TEXTO DE ORIGEN ::
══════════════════════════════
Aristóteles afirmó que el rasgo más característico del ser humano es la razón. O sea, querer siempre tener razón. Tras años de adiestramiento hogareño, la escritora Shirley Jackson publicó un breve manual de instrucciones titulado “Cómo disfrutar de una discusión familiar”. Todas las familias, escribe, se transforman alguna vez en grupos de pendencieros gritones. Para participar en la batalla conviene aportar una gran indignación. Es importante usar con agilidad un repertorio básico de recursos: la negación e inmediata contraacusación, la caricatura del contrincante, el historial de agravios y las predicciones alarmantes como amenaza. Sólo los padres están autorizados a decir: haz lo que digo, pero no lo que hago. Una vez se han fijado con claridad estas reglas básicas, la discusión familiar fluye con rapidez y sin esfuerzo.
══════════════════════════════
Registros guardados:
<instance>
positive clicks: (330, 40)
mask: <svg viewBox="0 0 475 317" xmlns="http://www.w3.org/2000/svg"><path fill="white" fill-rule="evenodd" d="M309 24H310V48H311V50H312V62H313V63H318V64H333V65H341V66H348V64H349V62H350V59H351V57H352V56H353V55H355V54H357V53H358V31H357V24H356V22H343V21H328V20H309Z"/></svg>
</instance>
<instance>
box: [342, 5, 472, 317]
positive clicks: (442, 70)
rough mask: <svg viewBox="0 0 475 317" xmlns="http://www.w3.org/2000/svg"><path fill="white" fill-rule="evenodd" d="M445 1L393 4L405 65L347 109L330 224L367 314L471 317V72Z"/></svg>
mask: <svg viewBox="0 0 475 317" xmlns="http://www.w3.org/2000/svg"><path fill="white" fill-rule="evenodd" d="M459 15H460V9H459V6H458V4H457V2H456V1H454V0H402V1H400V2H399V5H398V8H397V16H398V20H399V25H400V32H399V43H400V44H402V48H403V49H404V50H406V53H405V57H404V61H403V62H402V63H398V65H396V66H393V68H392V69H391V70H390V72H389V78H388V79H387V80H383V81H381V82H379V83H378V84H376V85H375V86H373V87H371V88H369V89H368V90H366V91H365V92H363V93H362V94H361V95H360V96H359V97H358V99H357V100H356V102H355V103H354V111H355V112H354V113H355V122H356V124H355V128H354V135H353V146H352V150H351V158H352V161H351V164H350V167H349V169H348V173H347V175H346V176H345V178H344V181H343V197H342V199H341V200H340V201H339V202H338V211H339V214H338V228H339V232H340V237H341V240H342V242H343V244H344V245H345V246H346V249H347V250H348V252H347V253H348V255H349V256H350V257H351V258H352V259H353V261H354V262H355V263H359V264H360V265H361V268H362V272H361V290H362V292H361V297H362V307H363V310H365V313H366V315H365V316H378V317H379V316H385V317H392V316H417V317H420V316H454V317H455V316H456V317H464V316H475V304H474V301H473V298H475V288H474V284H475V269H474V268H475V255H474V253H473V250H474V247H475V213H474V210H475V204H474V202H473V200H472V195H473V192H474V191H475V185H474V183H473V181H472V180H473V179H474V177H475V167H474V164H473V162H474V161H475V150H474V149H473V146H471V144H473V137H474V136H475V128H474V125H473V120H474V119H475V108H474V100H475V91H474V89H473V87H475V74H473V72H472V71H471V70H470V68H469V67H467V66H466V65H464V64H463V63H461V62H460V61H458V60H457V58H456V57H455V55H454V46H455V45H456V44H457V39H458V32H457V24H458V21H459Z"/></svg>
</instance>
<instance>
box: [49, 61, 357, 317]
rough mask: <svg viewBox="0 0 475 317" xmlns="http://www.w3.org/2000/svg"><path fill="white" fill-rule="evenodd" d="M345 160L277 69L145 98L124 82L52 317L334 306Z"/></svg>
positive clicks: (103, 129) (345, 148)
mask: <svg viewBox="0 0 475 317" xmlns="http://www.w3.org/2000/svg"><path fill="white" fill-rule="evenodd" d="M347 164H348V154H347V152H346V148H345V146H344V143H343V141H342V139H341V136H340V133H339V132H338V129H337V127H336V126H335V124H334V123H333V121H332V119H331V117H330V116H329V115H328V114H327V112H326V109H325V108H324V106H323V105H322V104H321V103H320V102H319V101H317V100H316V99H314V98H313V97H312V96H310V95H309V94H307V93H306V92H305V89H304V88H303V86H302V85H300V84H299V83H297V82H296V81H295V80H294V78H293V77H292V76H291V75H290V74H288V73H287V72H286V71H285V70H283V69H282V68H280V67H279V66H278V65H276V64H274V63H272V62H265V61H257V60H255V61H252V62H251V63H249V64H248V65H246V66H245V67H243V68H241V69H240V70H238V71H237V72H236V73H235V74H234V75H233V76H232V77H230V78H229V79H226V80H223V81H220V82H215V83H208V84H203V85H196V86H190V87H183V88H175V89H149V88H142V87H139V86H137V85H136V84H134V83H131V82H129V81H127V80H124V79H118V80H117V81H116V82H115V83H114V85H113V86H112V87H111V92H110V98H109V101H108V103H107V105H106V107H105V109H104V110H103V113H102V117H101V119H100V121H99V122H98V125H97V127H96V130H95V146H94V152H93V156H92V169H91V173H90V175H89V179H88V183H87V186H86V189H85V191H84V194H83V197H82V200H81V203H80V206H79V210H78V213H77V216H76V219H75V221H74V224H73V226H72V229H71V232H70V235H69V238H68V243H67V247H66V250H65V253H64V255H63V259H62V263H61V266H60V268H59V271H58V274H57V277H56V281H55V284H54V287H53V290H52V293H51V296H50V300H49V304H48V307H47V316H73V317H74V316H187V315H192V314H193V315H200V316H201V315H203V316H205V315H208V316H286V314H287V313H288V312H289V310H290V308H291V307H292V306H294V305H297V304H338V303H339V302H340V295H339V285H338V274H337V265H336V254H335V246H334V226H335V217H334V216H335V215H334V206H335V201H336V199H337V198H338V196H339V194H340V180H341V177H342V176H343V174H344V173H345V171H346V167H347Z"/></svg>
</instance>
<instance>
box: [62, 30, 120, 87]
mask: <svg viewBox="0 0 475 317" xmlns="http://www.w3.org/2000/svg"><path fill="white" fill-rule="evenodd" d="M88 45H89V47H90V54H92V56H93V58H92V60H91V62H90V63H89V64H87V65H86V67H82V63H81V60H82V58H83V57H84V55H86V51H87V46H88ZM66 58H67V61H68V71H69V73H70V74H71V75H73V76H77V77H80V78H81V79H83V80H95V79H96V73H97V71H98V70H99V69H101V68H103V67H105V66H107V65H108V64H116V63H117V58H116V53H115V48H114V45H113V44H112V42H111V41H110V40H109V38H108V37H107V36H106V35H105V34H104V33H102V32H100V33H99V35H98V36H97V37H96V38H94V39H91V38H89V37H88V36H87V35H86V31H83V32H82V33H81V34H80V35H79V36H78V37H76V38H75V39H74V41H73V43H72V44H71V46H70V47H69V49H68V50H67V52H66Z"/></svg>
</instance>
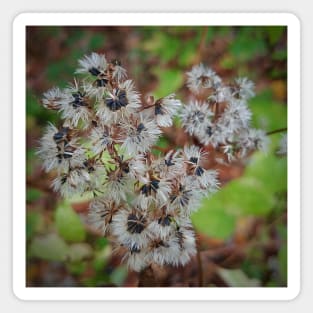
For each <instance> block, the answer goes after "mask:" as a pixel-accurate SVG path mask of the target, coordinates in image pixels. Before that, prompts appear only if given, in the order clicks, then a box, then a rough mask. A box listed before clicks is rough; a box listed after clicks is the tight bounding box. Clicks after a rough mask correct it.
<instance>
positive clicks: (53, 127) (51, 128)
mask: <svg viewBox="0 0 313 313" xmlns="http://www.w3.org/2000/svg"><path fill="white" fill-rule="evenodd" d="M68 132H69V129H68V128H62V129H61V130H58V129H57V128H56V127H55V126H54V125H52V124H49V125H48V127H47V129H46V132H45V134H44V135H43V137H42V138H41V140H40V149H39V150H38V151H37V154H38V155H39V156H40V158H41V159H42V160H43V168H44V169H45V170H46V172H49V171H51V170H53V169H56V170H58V171H59V172H63V171H67V170H68V169H69V168H70V167H81V166H82V165H83V163H84V161H85V160H86V157H85V151H84V149H83V148H81V147H79V146H78V145H77V144H76V141H75V139H69V138H68Z"/></svg>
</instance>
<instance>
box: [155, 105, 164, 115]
mask: <svg viewBox="0 0 313 313" xmlns="http://www.w3.org/2000/svg"><path fill="white" fill-rule="evenodd" d="M164 113H165V112H164V110H163V107H162V106H161V105H160V104H159V103H157V104H156V105H155V107H154V114H155V115H158V114H160V115H164Z"/></svg>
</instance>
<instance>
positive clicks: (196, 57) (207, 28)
mask: <svg viewBox="0 0 313 313" xmlns="http://www.w3.org/2000/svg"><path fill="white" fill-rule="evenodd" d="M207 34H208V28H207V27H205V28H203V29H202V33H201V37H200V42H199V46H198V53H197V55H196V57H195V60H194V62H195V64H197V63H199V62H200V61H201V59H202V56H203V53H204V49H205V41H206V38H207Z"/></svg>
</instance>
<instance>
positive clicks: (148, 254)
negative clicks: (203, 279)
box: [146, 231, 181, 266]
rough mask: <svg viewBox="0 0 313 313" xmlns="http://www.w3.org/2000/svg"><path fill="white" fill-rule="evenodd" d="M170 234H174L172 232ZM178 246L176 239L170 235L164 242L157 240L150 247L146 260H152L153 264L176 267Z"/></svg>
mask: <svg viewBox="0 0 313 313" xmlns="http://www.w3.org/2000/svg"><path fill="white" fill-rule="evenodd" d="M172 233H175V232H174V231H172ZM180 253H181V251H180V246H179V243H178V239H177V237H176V236H175V235H172V234H171V233H170V234H169V235H168V236H167V237H166V239H164V240H157V241H156V242H155V243H154V245H153V246H152V247H151V249H150V252H149V253H148V254H147V256H146V259H148V260H152V261H153V262H154V263H156V264H158V265H160V266H163V265H166V264H168V265H177V264H178V259H179V256H180Z"/></svg>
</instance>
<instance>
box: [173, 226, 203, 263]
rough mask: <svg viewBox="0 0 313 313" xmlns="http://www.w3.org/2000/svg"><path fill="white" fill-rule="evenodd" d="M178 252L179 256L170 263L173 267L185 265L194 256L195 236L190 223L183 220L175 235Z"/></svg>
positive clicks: (194, 246) (195, 240) (194, 252)
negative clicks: (178, 253)
mask: <svg viewBox="0 0 313 313" xmlns="http://www.w3.org/2000/svg"><path fill="white" fill-rule="evenodd" d="M175 237H176V238H177V241H178V244H179V247H180V251H179V255H178V257H177V258H176V260H174V262H173V263H172V264H173V265H183V266H184V265H186V264H187V263H188V262H189V261H190V259H191V257H192V256H194V255H195V254H196V251H197V250H196V240H195V234H194V232H193V230H192V225H191V223H190V221H188V220H185V221H184V222H183V223H182V224H181V225H180V226H179V229H178V230H177V231H176V233H175Z"/></svg>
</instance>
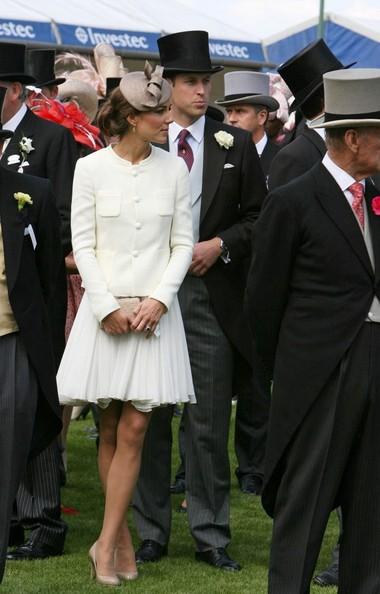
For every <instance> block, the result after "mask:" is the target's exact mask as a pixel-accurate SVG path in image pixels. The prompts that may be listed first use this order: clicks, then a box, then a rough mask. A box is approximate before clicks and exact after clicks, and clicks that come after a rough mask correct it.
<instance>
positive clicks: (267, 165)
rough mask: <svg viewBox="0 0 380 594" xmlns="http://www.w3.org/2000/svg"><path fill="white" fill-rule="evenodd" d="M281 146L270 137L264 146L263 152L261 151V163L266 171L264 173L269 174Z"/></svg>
mask: <svg viewBox="0 0 380 594" xmlns="http://www.w3.org/2000/svg"><path fill="white" fill-rule="evenodd" d="M278 151H279V147H278V146H276V145H275V144H274V143H273V142H271V141H270V140H269V138H268V141H267V143H266V145H265V147H264V150H263V152H262V153H261V157H260V163H261V168H262V170H263V172H264V175H265V176H267V175H268V171H269V167H270V164H271V162H272V159H273V157H274V156H275V155H276V154H277V153H278Z"/></svg>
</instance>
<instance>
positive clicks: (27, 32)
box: [0, 0, 264, 63]
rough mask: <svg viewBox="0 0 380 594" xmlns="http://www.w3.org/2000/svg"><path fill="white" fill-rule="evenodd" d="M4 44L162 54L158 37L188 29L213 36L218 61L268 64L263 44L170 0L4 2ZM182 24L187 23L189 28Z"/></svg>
mask: <svg viewBox="0 0 380 594" xmlns="http://www.w3.org/2000/svg"><path fill="white" fill-rule="evenodd" d="M0 15H1V16H0V41H20V42H24V43H49V44H57V45H67V46H76V47H82V48H84V49H85V48H89V49H90V48H92V47H93V46H94V45H96V44H97V43H99V42H101V41H105V42H108V43H111V45H113V46H114V47H115V49H117V50H119V51H126V52H128V51H129V52H140V53H142V52H145V53H146V54H149V53H156V52H157V44H156V41H157V38H158V37H159V36H160V35H162V34H165V33H172V32H175V31H181V30H184V29H187V30H192V29H202V30H206V31H208V32H209V34H210V53H211V56H212V57H213V58H215V59H216V60H218V59H219V60H221V59H223V60H239V61H247V62H248V63H250V62H257V63H263V62H264V55H263V52H262V47H261V44H260V42H259V41H258V40H256V39H247V36H248V35H247V33H244V32H243V31H241V30H240V29H238V28H234V27H233V26H231V25H230V24H229V23H225V22H223V21H221V20H219V19H216V18H215V19H214V18H212V17H210V16H207V15H204V14H202V13H200V12H197V11H196V10H193V9H191V8H189V7H188V6H186V5H185V4H183V3H182V2H180V0H170V2H169V1H166V2H157V0H143V1H141V0H128V1H124V2H120V0H106V1H105V0H92V1H91V3H88V2H84V1H83V2H80V1H78V0H65V1H64V2H62V1H59V2H58V1H57V0H55V1H54V0H53V1H50V2H47V1H46V0H33V1H32V2H30V3H26V2H25V1H20V0H1V13H0ZM183 23H186V26H185V27H184V25H183Z"/></svg>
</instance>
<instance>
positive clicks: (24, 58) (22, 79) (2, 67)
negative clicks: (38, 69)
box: [0, 43, 35, 84]
mask: <svg viewBox="0 0 380 594" xmlns="http://www.w3.org/2000/svg"><path fill="white" fill-rule="evenodd" d="M25 52H26V46H25V45H23V44H21V43H0V80H3V81H8V82H20V83H23V84H28V83H34V81H35V78H34V76H31V75H30V74H27V73H26V72H25Z"/></svg>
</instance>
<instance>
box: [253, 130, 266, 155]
mask: <svg viewBox="0 0 380 594" xmlns="http://www.w3.org/2000/svg"><path fill="white" fill-rule="evenodd" d="M267 142H268V136H267V135H266V134H264V136H263V137H262V139H261V140H259V142H256V143H255V146H256V150H257V154H258V155H259V157H261V155H262V154H263V152H264V149H265V147H266V145H267Z"/></svg>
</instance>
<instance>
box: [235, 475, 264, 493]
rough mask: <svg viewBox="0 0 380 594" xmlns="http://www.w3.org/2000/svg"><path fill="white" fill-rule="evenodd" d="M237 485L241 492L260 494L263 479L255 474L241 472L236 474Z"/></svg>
══════════════════════════════
QUÉ TRABAJAR ::
[A] Responde estas preguntas a partir del texto sobre las discusiones familiares:
(i) ¿Qué rasgo consideró Aristóteles el más característico del ser humano?
(ii) ¿Qué título lleva el manual de instrucciones que publicó Shirley Jackson?
(iii) ¿Quiénes son los únicos autorizados a decir "haz lo que digo, pero no lo que hago"?
[B] Prosigue el texto sobre las discusiones familiares a partir de su última oración.
Los registros no intervienen en esta actividad.

RESPUESTAS DEL EJERCICIO ::
[A]
(i) La razón.
(ii) "Cómo disfrutar de una discusión familiar".
(iii) Sólo los padres.

[B]
En este tipo de torneos no hay victoria posible, sólo grados de derrota. En algún momento de la refriega inevitablemente la discusión encalla en un acontecimiento pasado sobre el que existen recuerdos opuestos. Ted Chiang ofrece en su libro Exhalación una solución tecnológica a este recurrente problema del buen drama familiar. Remem es una cámara personal que captura un video continuo de tu vida entera, un accesorio que promete ayudarte a pronunciar las palabras más exultantes de nuestro vocabulario: ¿ves que yo tenía razón? “Remem despliega los acontecimientos en la esquina inferior izquierda de tu campo de visión. Si dices: ‘¿Te acuerdas de cuando bailamos la conga en la boda?’, Remem recupera el video y te lo muestra”. Las grabaciones permiten resolver esas discusiones sobre quién había dicho tal o cual cosa, y así demostrar su error a los demás. Sin embargo, disponer de un registro exhaustivo de lo vivido tiene algunos inconvenientes. Al mirarse a través del ojo impasible de la videocámara, el protagonista debe afrontar descubrimientos inquietantes sobre sí mismo. Casi nada sucedió del todo como recordaba, casi siempre se comportó peor de lo que creía. Así comprende que una de las principales tareas de la memoria es elegir qué olvidar, es decir, suavizar la dureza del pasado –como los filtros o los programas de retoque– para permitirnos seguir caminando.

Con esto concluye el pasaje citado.